### Raw data
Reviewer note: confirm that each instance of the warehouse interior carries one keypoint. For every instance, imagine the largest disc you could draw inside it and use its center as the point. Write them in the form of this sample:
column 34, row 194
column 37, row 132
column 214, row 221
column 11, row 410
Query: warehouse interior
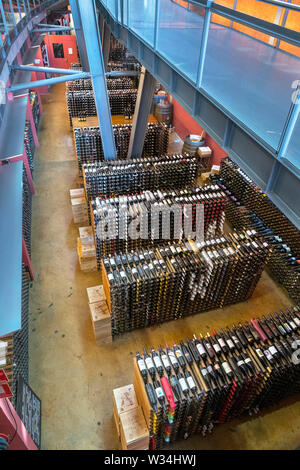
column 116, row 83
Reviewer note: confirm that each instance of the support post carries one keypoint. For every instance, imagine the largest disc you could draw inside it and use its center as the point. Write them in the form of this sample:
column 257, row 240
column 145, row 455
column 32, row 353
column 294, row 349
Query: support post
column 29, row 116
column 141, row 114
column 290, row 124
column 88, row 15
column 204, row 43
column 26, row 259
column 79, row 34
column 106, row 44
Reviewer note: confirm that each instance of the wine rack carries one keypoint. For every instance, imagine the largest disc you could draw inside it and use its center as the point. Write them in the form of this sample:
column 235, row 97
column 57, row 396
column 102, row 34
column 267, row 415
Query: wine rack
column 157, row 221
column 195, row 385
column 89, row 147
column 172, row 281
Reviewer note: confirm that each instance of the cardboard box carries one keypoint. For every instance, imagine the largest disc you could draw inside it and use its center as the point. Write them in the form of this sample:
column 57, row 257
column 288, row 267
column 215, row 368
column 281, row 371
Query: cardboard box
column 133, row 430
column 77, row 193
column 96, row 294
column 86, row 235
column 215, row 169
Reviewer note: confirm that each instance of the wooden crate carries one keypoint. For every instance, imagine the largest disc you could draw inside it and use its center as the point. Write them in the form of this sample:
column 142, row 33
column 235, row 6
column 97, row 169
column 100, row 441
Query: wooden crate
column 96, row 294
column 87, row 264
column 86, row 235
column 76, row 193
column 133, row 430
column 106, row 285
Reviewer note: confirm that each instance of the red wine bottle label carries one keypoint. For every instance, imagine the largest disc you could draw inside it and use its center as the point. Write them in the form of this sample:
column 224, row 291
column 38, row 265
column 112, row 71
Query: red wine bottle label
column 149, row 362
column 141, row 365
column 191, row 382
column 200, row 349
column 183, row 385
column 273, row 350
column 226, row 368
column 157, row 362
column 159, row 392
column 165, row 360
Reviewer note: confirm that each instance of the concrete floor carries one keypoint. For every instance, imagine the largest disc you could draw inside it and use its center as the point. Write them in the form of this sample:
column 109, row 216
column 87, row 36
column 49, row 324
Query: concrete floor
column 73, row 377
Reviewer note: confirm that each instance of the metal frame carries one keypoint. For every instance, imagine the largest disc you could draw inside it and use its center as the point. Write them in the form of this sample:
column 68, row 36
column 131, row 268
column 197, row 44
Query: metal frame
column 232, row 135
column 89, row 22
column 141, row 114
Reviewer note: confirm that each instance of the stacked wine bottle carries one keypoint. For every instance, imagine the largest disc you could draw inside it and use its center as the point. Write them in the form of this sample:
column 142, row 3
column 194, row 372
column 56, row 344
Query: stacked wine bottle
column 191, row 386
column 175, row 280
column 160, row 215
column 89, row 147
column 284, row 262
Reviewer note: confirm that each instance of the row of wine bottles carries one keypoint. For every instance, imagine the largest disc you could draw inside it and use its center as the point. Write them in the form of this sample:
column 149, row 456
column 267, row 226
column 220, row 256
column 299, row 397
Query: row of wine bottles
column 283, row 264
column 174, row 280
column 121, row 177
column 189, row 387
column 89, row 147
column 257, row 201
column 158, row 216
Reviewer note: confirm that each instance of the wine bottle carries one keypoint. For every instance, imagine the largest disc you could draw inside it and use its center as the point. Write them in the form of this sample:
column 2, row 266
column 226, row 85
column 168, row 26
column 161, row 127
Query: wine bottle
column 149, row 364
column 142, row 367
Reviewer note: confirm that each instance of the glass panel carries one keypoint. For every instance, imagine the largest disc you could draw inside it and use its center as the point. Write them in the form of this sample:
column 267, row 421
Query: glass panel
column 141, row 18
column 293, row 152
column 251, row 79
column 180, row 34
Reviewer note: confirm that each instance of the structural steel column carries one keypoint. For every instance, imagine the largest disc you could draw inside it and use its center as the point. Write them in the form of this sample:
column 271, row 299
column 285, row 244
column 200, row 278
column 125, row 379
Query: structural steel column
column 141, row 114
column 88, row 16
column 79, row 35
column 106, row 44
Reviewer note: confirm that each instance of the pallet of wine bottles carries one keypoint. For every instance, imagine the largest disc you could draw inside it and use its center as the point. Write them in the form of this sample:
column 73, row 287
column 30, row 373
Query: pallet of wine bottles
column 89, row 147
column 34, row 102
column 152, row 210
column 257, row 201
column 175, row 280
column 190, row 387
column 114, row 177
column 29, row 145
column 81, row 103
column 284, row 263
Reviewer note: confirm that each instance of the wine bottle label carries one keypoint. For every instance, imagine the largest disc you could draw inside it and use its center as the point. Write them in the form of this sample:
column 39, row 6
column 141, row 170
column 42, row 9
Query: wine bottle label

### Goal of the exercise
Repeat each entry precisely as it appears. Leave the pictures out.

### Exercise solution
Reviewer note: confirm that each instance of the warehouse interior carries one keypoint. For every instance, imagine the largest disc you could draw inside it and use its center as the point. Write them in the form of this sample:
column 34, row 194
column 37, row 132
column 214, row 221
column 11, row 410
Query: warehouse interior
column 116, row 83
Reviewer note: confirm that each instance of the support post carries one keypoint. For every instance, imagine the largest disc you could draw inside it and use its center as the point. Write them in the form of this sample:
column 257, row 240
column 145, row 455
column 32, row 353
column 294, row 349
Query: support post
column 29, row 116
column 141, row 114
column 290, row 124
column 88, row 15
column 204, row 43
column 26, row 259
column 79, row 34
column 106, row 44
Reviewer note: confirm that each instance of the wine rack carries one keypoint. For every instance, imagine the largest disc you could draw inside it and use its center as the point. Write them in the form of this sample:
column 235, row 97
column 57, row 396
column 102, row 34
column 267, row 415
Query: wine rack
column 157, row 221
column 195, row 385
column 89, row 147
column 172, row 281
Reviewer note: confirm that each instance of the cardboard box carries one keypoint. For every instance, imagine the largest disc you could draw inside it and use its center as the point. Write them in the form of this sample:
column 57, row 257
column 288, row 267
column 215, row 368
column 281, row 371
Query: cardboard box
column 133, row 430
column 77, row 193
column 96, row 294
column 86, row 235
column 215, row 169
Reviewer note: confirm that each instance of the wooden crate carries one keypoint. For every instance, imagine the largest disc you could draw inside it and use its center as the point. Write them in the form of this sample:
column 142, row 33
column 235, row 6
column 97, row 169
column 100, row 441
Query: wooden crate
column 96, row 294
column 87, row 264
column 86, row 235
column 76, row 193
column 133, row 430
column 106, row 285
Reviewer note: confirm that each instance of the red wine bottle label carries one keypoint. For every instance, imagine the largest disc you could draw inside it and use its center as the point. Write them in the form of this sample:
column 224, row 291
column 38, row 265
column 112, row 71
Query: red wine bottle label
column 149, row 362
column 141, row 365
column 191, row 382
column 200, row 349
column 183, row 385
column 273, row 350
column 226, row 368
column 157, row 362
column 159, row 392
column 165, row 360
Reviewer note: confirm that each instance of the concrete floor carries one keypoint. For every instance, imagine the largest disc you could draw inside it and use its center as the point. Write them in the form of this sample:
column 109, row 216
column 87, row 36
column 49, row 324
Query: concrete floor
column 73, row 377
Reviewer note: confirm that each instance of the metal frame carries one keypoint. For every instance, imagine the largest disc you could draw inside it and use its center as the point. Write them in the form of this sample:
column 68, row 36
column 131, row 268
column 197, row 44
Query: metal frame
column 232, row 135
column 89, row 22
column 141, row 114
Reviewer note: confirm that each instance of the stacked wine bottle carries one keypoint. For every instance, imagine the largest disc you could draw inside it and use its center as the point. Write them in the form of this sample:
column 142, row 3
column 194, row 372
column 56, row 344
Query: stacked wine bottle
column 191, row 386
column 175, row 280
column 160, row 215
column 89, row 147
column 284, row 262
Reviewer note: confirm that each instance of the row of wine bottles carries one keypoint. For every instance, imagine the largest disc you could draw inside it and use its center as the point. Write them in the form of this sample:
column 149, row 456
column 267, row 226
column 220, row 256
column 299, row 397
Query: row of wine bottles
column 283, row 264
column 174, row 280
column 121, row 177
column 189, row 387
column 89, row 147
column 257, row 201
column 158, row 216
Reviewer note: confirm that each instance of the wine bottle carries one keypoint. For every instance, imagine the largest disc you could draw inside it and use its center as the point. Write them in the form of this sample:
column 2, row 266
column 226, row 85
column 168, row 26
column 161, row 127
Query: wine bottle
column 149, row 364
column 142, row 367
Reviewer note: confirm that each instance of the glass panel carries one keypoint. For every instance, imagine the largest disc you could draw inside it and use its center as the point. Write them in the form of this sample:
column 267, row 421
Query: glass panel
column 141, row 18
column 293, row 152
column 251, row 79
column 180, row 34
Reviewer note: confirm that each instance of the structural steel column carries one keypoint. For every instance, imagine the largest disc you could draw inside it and use its center as the point. Write them in the form of this sample:
column 271, row 299
column 285, row 244
column 200, row 278
column 125, row 379
Query: structural steel column
column 141, row 114
column 88, row 16
column 79, row 35
column 106, row 44
Reviewer note: confirm that each instance of the pallet of wine bottles carries one keypoint. For every instance, imagine the largest disc you could draw inside it and use its center as the point. Write them in the form of this sample:
column 73, row 287
column 30, row 373
Query: pallet of wine bottles
column 89, row 147
column 34, row 102
column 152, row 210
column 257, row 201
column 175, row 280
column 190, row 387
column 114, row 177
column 29, row 145
column 81, row 103
column 284, row 263
Reviewer note: confirm that each instance of the wine bottle label carries one keypoint. For every instance, imagine the largest disc you could draw inside it and use its center as the point. Write them in the form of this sample:
column 39, row 6
column 141, row 170
column 42, row 9
Query: wine bottle label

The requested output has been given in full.